=== Written exercise ===
Output the records exactly. Include every line.

***

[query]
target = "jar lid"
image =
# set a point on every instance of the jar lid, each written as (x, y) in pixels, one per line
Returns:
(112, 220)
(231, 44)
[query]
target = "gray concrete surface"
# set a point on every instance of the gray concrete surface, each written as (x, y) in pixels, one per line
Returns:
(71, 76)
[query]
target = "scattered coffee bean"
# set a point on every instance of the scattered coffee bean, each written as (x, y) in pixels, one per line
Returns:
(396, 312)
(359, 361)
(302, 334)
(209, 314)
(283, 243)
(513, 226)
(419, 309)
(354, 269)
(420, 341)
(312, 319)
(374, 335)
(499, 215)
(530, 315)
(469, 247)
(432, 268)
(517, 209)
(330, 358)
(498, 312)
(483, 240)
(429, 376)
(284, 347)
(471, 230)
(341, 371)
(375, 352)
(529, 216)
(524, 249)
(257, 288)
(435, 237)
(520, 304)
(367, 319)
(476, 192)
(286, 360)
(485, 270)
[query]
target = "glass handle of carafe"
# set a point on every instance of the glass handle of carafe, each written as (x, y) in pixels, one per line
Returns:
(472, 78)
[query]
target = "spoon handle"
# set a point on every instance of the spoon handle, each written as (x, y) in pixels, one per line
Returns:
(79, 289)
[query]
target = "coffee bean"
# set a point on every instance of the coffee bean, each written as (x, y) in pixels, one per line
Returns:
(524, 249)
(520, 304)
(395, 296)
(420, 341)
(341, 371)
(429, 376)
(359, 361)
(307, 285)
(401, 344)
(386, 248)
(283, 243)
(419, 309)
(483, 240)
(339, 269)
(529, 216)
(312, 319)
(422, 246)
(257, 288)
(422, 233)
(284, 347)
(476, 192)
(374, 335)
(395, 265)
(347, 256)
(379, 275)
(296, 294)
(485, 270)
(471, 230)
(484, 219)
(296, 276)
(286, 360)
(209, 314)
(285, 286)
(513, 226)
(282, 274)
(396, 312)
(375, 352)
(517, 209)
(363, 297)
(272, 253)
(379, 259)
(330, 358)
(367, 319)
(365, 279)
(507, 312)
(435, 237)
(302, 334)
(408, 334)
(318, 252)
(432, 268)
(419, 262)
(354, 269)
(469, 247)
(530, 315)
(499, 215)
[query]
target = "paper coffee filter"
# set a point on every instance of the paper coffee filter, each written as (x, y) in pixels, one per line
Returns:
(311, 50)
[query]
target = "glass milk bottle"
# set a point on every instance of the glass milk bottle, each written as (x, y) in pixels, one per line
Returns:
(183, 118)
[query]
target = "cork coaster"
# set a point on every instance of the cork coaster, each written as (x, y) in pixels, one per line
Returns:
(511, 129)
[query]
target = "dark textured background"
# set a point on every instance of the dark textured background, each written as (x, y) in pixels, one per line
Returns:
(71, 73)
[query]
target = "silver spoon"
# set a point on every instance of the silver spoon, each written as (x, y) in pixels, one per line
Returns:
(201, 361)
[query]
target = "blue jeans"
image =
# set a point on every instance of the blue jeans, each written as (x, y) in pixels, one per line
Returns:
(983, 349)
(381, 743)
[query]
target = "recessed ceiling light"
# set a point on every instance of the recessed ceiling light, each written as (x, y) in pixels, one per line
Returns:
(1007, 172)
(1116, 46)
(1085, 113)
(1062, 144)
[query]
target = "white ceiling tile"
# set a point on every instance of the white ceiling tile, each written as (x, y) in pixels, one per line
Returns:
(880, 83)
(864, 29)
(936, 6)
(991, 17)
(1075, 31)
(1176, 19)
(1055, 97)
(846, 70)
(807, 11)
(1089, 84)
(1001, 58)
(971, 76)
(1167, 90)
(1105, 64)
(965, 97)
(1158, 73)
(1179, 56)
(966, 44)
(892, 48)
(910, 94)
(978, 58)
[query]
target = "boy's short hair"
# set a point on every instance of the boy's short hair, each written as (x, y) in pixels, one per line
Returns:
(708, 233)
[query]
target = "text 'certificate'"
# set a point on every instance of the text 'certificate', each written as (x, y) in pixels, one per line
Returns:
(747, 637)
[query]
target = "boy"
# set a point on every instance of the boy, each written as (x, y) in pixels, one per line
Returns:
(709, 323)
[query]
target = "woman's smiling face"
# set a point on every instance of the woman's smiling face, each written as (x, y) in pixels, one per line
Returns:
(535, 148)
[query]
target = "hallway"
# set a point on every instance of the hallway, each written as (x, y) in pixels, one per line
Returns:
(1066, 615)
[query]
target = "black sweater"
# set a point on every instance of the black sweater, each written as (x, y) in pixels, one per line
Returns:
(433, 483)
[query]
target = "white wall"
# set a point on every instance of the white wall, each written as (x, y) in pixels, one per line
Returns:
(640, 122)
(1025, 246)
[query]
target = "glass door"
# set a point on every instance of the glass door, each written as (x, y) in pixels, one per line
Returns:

***

=== Reply ===
[query]
target = "jar lid"
image =
# set a point on every instance of the jar lid, each written as (x, y) in pixels, one per line
Returns:
(112, 220)
(231, 44)
[query]
target = "gray concrete surface"
# set a point on every instance of the gray concrete surface, each written as (x, y) in pixels, one per line
Returns:
(71, 76)
[query]
target = "scattered coffee bean"
# set a point on every instance of the scattered coffee bean, each written as (x, y) in pixels, one per line
Returns:
(396, 312)
(359, 361)
(302, 334)
(209, 314)
(283, 243)
(513, 226)
(419, 309)
(354, 269)
(420, 341)
(312, 319)
(374, 335)
(499, 215)
(530, 315)
(469, 247)
(432, 268)
(517, 209)
(330, 358)
(498, 312)
(483, 240)
(429, 376)
(284, 347)
(471, 230)
(341, 371)
(375, 352)
(529, 216)
(524, 249)
(257, 288)
(435, 237)
(520, 304)
(367, 319)
(476, 192)
(286, 360)
(485, 270)
[query]
target = "glass handle of carafe"
# set a point on every instance of the glass handle of carafe, each written as (x, y) in pixels, one per line
Returns:
(472, 78)
[query]
target = "spoon handle"
# set a point on every instance of the spoon handle, each written as (x, y) in pixels, one per line
Returns:
(79, 289)
[query]
target = "coffee bean"
# set a point on every instance of the coffee bean, each written as (x, y) in pixels, one per line
Returns:
(524, 249)
(520, 304)
(395, 296)
(420, 341)
(341, 371)
(429, 376)
(359, 361)
(307, 285)
(401, 344)
(386, 248)
(283, 243)
(419, 309)
(483, 240)
(339, 269)
(529, 216)
(312, 319)
(422, 246)
(257, 288)
(422, 233)
(284, 347)
(476, 192)
(374, 335)
(395, 265)
(347, 256)
(379, 275)
(296, 294)
(485, 270)
(471, 230)
(484, 219)
(296, 276)
(286, 360)
(209, 314)
(285, 286)
(513, 226)
(282, 274)
(396, 312)
(375, 352)
(517, 209)
(363, 297)
(272, 253)
(379, 259)
(330, 358)
(367, 319)
(365, 279)
(507, 312)
(435, 237)
(302, 334)
(408, 334)
(318, 252)
(432, 268)
(419, 262)
(354, 269)
(469, 247)
(530, 315)
(499, 215)
[query]
target = "paper coffee filter"
# set a point on every instance of the paper coffee filter, each written as (x, y) in pixels, one per line
Returns:
(311, 50)
[query]
target = "glass milk bottle"
# set a point on every instance of the glass milk bottle, each written as (x, y) in pixels, one per line
Returns:
(183, 118)
[query]
target = "cork coaster"
# set a point on every instance of the cork coaster, each written as (x, y) in pixels, one per line
Returns:
(511, 129)
[query]
target = "dark textured background"
# set a point on every instance of the dark textured background, each written as (x, y) in pixels, one per line
Returns:
(71, 73)
[query]
target = "silver spoon"
# set a point on every instance of the silver spoon, each written as (x, y) in pixels, one per line
Returns:
(201, 361)
[query]
target = "blue jeans"
image =
# set a point on every instance of the blue jeans, each written as (x, y) in pixels, one per line
Returns:
(983, 349)
(381, 743)
[query]
target = "recessed ceiling light"
# set a point on every instance of the recessed ceiling light, each written as (x, y) in pixels, one per line
Returns:
(1007, 172)
(1116, 46)
(1085, 113)
(1062, 144)
[query]
target = "white ceiling tile"
# set a point on every instance of the white ceiling tile, each written as (x, y) in pixels, one per line
Returns:
(880, 83)
(864, 29)
(936, 6)
(991, 17)
(1075, 31)
(1176, 19)
(1055, 97)
(846, 70)
(807, 11)
(1089, 84)
(1001, 58)
(971, 76)
(1167, 90)
(1105, 64)
(965, 97)
(1158, 73)
(1179, 56)
(966, 44)
(892, 48)
(910, 94)
(978, 58)
[query]
target = "boy's short hair"
# set a point on every instance of the boy's short hair, each written as (x, y) in pixels, one per line
Returns:
(708, 233)
[query]
target = "text 'certificate'"
# set a point on every instance of the text 'certificate', each written as (x, y) in pixels, one per line
Returns:
(747, 637)
[query]
target = "boy"
# set a point on every instance of the boy, each written as (x, y) in pixels, one per line
Returns:
(709, 323)
[query]
target = "woman's smiling face"
# set a point on every instance of the woman's smiling face, each written as (x, y) in pixels, one per line
Returns:
(535, 148)
[query]
target = "hallway"
# set a point on every instance of the hallway, each written as (x, y) in pixels, one per line
Returns:
(1066, 615)
[query]
target = "black sweater"
# set a point on every instance of the black sweater, each written as (x, y) in pixels, one per line
Returns:
(433, 483)
[query]
target = "white wall"
# set a point on every instance of the white wall, each written as (x, y) in pixels, one per line
Returns:
(640, 122)
(1025, 246)
[query]
target = "glass door"
# set a point on every instance of the glass door, each written as (x, y) in pixels, one per line
Returns:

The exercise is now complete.